**What to do:** Return all of the lines below verbatim, but leave the pictures out.

[BEGIN Provided material]

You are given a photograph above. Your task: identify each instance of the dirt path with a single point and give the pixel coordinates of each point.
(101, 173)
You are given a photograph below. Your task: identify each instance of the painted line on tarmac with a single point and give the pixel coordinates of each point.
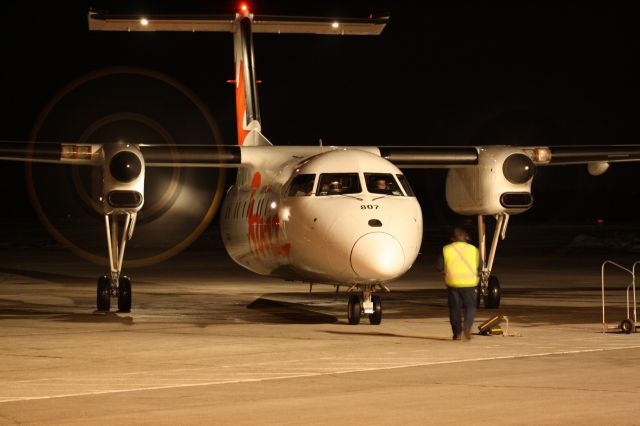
(303, 375)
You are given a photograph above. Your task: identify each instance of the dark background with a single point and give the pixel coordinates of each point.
(436, 76)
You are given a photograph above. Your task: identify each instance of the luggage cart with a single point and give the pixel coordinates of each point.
(629, 324)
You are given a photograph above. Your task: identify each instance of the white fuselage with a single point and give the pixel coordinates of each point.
(302, 214)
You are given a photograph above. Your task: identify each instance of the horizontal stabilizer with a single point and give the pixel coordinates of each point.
(225, 23)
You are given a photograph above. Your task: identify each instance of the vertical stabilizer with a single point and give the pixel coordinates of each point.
(247, 109)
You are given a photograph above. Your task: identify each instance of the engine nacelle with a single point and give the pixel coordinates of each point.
(123, 178)
(500, 183)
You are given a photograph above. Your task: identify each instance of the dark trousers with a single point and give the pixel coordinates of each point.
(461, 299)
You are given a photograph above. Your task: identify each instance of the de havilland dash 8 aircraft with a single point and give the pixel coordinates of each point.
(344, 216)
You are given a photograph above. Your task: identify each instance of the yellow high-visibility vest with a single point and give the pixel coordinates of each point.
(461, 265)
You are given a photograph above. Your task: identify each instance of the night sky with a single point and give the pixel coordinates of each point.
(437, 76)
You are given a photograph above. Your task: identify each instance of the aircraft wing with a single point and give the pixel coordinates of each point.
(92, 154)
(464, 156)
(99, 21)
(51, 152)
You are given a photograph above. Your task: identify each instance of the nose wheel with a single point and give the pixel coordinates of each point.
(115, 284)
(368, 304)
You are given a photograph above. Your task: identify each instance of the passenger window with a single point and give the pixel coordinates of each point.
(405, 185)
(301, 186)
(382, 183)
(338, 184)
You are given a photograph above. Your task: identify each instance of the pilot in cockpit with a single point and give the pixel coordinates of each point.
(335, 188)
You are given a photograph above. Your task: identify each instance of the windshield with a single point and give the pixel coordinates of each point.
(405, 185)
(301, 186)
(338, 184)
(382, 183)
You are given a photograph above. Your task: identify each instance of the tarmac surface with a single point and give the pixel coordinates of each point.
(210, 343)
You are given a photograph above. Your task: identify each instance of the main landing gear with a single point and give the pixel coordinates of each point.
(368, 303)
(489, 287)
(115, 284)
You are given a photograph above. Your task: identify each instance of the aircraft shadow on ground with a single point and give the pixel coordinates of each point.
(286, 312)
(46, 276)
(546, 308)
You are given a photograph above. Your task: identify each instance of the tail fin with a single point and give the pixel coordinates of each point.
(243, 25)
(247, 109)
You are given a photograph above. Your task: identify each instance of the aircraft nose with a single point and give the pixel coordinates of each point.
(377, 256)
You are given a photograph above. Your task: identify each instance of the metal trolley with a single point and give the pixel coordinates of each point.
(629, 324)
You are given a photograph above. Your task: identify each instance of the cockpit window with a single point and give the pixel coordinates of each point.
(382, 183)
(405, 185)
(301, 186)
(338, 184)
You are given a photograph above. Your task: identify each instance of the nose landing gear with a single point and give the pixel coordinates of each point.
(114, 284)
(489, 287)
(368, 303)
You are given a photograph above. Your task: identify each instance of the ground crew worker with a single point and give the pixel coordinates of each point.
(459, 264)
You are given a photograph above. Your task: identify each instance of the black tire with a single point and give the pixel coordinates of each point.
(492, 300)
(627, 326)
(353, 309)
(103, 299)
(376, 317)
(124, 294)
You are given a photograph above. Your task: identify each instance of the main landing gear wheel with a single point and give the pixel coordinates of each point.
(376, 317)
(103, 300)
(353, 309)
(627, 326)
(492, 298)
(124, 294)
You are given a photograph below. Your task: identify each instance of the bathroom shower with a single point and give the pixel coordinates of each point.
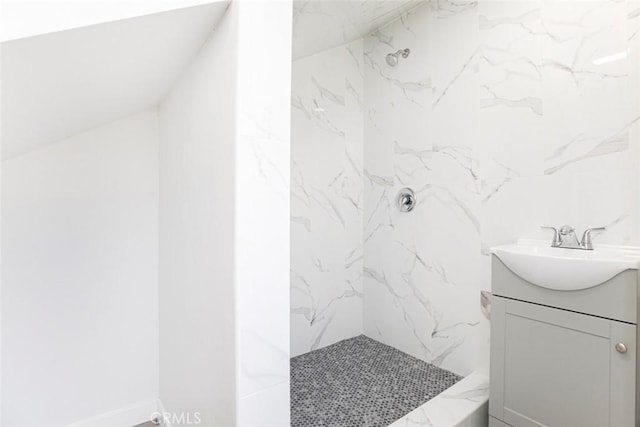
(393, 58)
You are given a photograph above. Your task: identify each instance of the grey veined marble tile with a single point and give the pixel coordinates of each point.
(360, 382)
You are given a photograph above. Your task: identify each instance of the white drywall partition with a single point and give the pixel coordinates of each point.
(79, 277)
(197, 137)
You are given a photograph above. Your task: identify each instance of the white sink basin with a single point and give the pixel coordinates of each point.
(566, 269)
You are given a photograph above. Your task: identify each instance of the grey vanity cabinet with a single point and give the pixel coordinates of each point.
(553, 366)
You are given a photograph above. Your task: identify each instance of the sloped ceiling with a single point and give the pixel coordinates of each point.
(322, 24)
(59, 84)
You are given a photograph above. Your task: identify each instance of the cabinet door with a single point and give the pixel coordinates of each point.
(557, 368)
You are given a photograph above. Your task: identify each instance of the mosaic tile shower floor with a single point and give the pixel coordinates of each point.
(360, 382)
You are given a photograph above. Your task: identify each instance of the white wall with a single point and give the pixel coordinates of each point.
(197, 297)
(327, 200)
(79, 277)
(27, 18)
(262, 211)
(502, 120)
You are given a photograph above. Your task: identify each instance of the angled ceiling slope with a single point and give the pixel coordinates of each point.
(60, 84)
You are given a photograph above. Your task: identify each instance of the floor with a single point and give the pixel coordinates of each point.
(361, 382)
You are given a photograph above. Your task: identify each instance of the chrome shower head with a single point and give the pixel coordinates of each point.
(393, 58)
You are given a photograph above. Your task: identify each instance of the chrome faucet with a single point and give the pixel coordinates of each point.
(565, 237)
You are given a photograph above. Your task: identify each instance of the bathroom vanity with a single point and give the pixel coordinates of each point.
(564, 337)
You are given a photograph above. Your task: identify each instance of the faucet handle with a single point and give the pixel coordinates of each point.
(557, 241)
(586, 237)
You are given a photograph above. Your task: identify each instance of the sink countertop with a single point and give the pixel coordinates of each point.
(566, 269)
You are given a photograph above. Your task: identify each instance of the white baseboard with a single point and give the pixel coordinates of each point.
(165, 422)
(128, 416)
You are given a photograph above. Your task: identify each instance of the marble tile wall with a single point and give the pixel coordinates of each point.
(505, 116)
(326, 198)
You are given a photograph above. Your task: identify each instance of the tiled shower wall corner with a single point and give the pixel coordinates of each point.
(498, 120)
(326, 198)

[END Provided material]

**Answer below:**
You are given a photograph above. Your task: identify each instance of the dirt path with a single point and give the pixel coordinates of each point.
(101, 173)
You are given a photograph below. Your task: identify each instance of the painted line on tarmac with a single point and give the pixel coordinates of each point.
(303, 375)
You are given a photograph above. Your task: identify each instance of the dark background with a single point and give the pixel coordinates of each point.
(436, 76)
You are given a photograph above. Your task: identify each instance of the luggage cart with a single point and give the pixel coordinates of each point.
(629, 324)
You are given a photograph above. Your task: identify each instance of the white fuselage with a single point and give the pixel coordinates of each point.
(302, 214)
You are given a photograph above. Your task: identify each instance of the horizontal stabilizer with a single point and give the pixel coordinates of each point.
(225, 23)
You are given a photograph above. Your task: identify each instance of the vertical stabilizer with a single point and give the pixel coordinates of each point.
(247, 109)
You are given a photograph above. Your task: identify each instance of the engine nacelle with a single point and give the pixel coordinates of each point.
(123, 178)
(500, 183)
You are given a photograph above. Your task: identify each instance of the dark trousers with a single point and give the pixel coordinates of each point.
(461, 299)
You are given a photograph above. Your task: identify each instance of the de havilland dash 8 aircraft with a single point and give the pixel coordinates of each point.
(344, 216)
You are given a photograph above. Your task: identify each instance of the yellow high-visibility vest with a single point and give the pixel coordinates of each point.
(461, 265)
You are given a photograph above. Your task: identify each instance of the night sky with a single point and give the pixel coordinates of each point.
(437, 76)
You are given a photograph above. Your task: identify each instance of the aircraft wing with a single point and give the pixel coordinates of each point.
(92, 154)
(464, 156)
(99, 21)
(51, 152)
You are given a photograph above. Your task: identify each instance of the nose wheel with a single point and give the pixel coordinates of each point.
(115, 284)
(368, 304)
You are given a photograph above. Your task: identify each instance of the passenger window with a single point and give the pixel coordinates of each point.
(405, 185)
(301, 186)
(382, 183)
(338, 184)
You are given a photograph above. Your task: identify each instance of the pilot in cockpit with a single point and give the pixel coordinates of each point.
(335, 188)
You are given a photograph above. Your task: identify each instance of the windshield with a single point and give the pixel coordinates of each point.
(405, 185)
(301, 186)
(338, 184)
(382, 183)
You are given a photograph above. Your task: identify each instance of the tarmac surface with a single point and give the pixel coordinates of each point.
(210, 343)
You are given a photograph above. Your task: identify each instance of the main landing gear with a single point and give the pixel coordinates of each point.
(368, 303)
(489, 287)
(115, 284)
You are given a photograph above. Your task: identify each instance of the aircraft shadow on ground with a single point and give the pixel coordinates of each point.
(286, 312)
(46, 276)
(546, 308)
You are given a photograph above. Your task: identify each instance of the tail fin with a single point and give the pixel coordinates of each point.
(243, 25)
(247, 109)
You are given a photograph above. Your task: identify each instance of the aircraft nose with a single point and give the pixel coordinates of each point.
(377, 256)
You are given a photograph above. Your task: identify each instance of the metal trolley with a single point and give the pixel coordinates of each point.
(629, 324)
You are given a photograph above. Your task: identify each instance of the cockpit window with a single point and give the pixel coordinates of each point.
(382, 183)
(405, 185)
(301, 186)
(338, 184)
You are given a photograph above. Your task: identify each instance of the nose landing gear with a single point and give the pixel coordinates of each point.
(114, 284)
(489, 287)
(368, 303)
You are given a photograph above. Your task: identify each instance of the ground crew worker with a single point and give the pixel coordinates of each point.
(459, 264)
You are given a photograph above. Your task: identify each instance of the black tire with a single point and give the pixel coordinates of each point.
(492, 300)
(627, 326)
(353, 309)
(103, 299)
(376, 317)
(124, 294)
You are given a photograph above. Your task: identify each instance of the main landing gear wheel with a single point and give the pixel coordinates of each point.
(376, 317)
(103, 300)
(353, 309)
(627, 326)
(492, 298)
(124, 294)
You are given a photograph below. Your task: identify each instance of the bathroom shower with a single point and give the pixel coordinates of each point.
(393, 58)
You are given a photograph above. Your task: identify each instance of the grey veined marble tile with a single point and give the pixel coordinates of each point.
(360, 382)
You are given a photograph above. Your task: identify each instance of the white drywall partition with a single point and give the pixel coordinates of each point.
(79, 277)
(197, 137)
You are given a photograph above. Your task: identify each instance of the white sink basin with a single point and give the pixel coordinates of each point.
(566, 269)
You are given a photograph above. Your task: identify each instance of the grey vanity cabinet with a single point and give the pixel coordinates of each point.
(553, 366)
You are given a photograph above. Your task: identify each instance of the sloped ceiling with a single point and give the pixel coordinates of each point.
(322, 24)
(59, 84)
You are given a photograph above. Your task: identify each instance of the cabinet door with a single point and give the pixel coordinates of each point.
(557, 368)
You are given a photograph above. Your task: identify each instance of the mosaic tile shower floor with a single point and give the pixel coordinates of each point.
(360, 382)
You are given a photograph above. Your task: identify each instance of the white wall with a single point and give the pixel coordinates of each point.
(197, 297)
(327, 200)
(79, 277)
(27, 18)
(262, 211)
(502, 120)
You are given a photograph above. Your task: identify each instance of the angled ceiling slope with a single point and give the pixel coordinates of each point.
(60, 84)
You are given a photograph above. Your task: identify each instance of the floor with a single point and give the pixel coordinates of each point.
(361, 382)
You are given a photograph above. Your task: identify each instance of the chrome shower head with a single point and give the pixel coordinates of each point.
(393, 58)
You are given a photograph above. Your task: identify each instance of the chrome faucet with a single point and give the pixel coordinates of each point.
(565, 237)
You are given a photograph above. Your task: identify each instance of the bathroom vanity with a single point and give the pixel coordinates of each point.
(564, 337)
You are given a photograph above. Your task: identify each instance of the faucet handle with a single point and give the pixel coordinates of each point.
(557, 241)
(586, 237)
You are given a photograph above. Your task: identify each instance of the sink countertop with a single point and give the pixel coordinates of each point.
(566, 269)
You are given a photograph above. Your task: identify each instance of the white baseboard with a single point and give the pixel coordinates of each point.
(165, 422)
(128, 416)
You are given a photograph above. Your task: identify each instance of the marble tile wall with a single point and give the pixel coordinates of each point.
(505, 116)
(326, 198)
You are given a photograph above. Your task: identify each instance of the tiled shower wall corner with a single point and give the pixel coordinates of each point.
(498, 120)
(326, 198)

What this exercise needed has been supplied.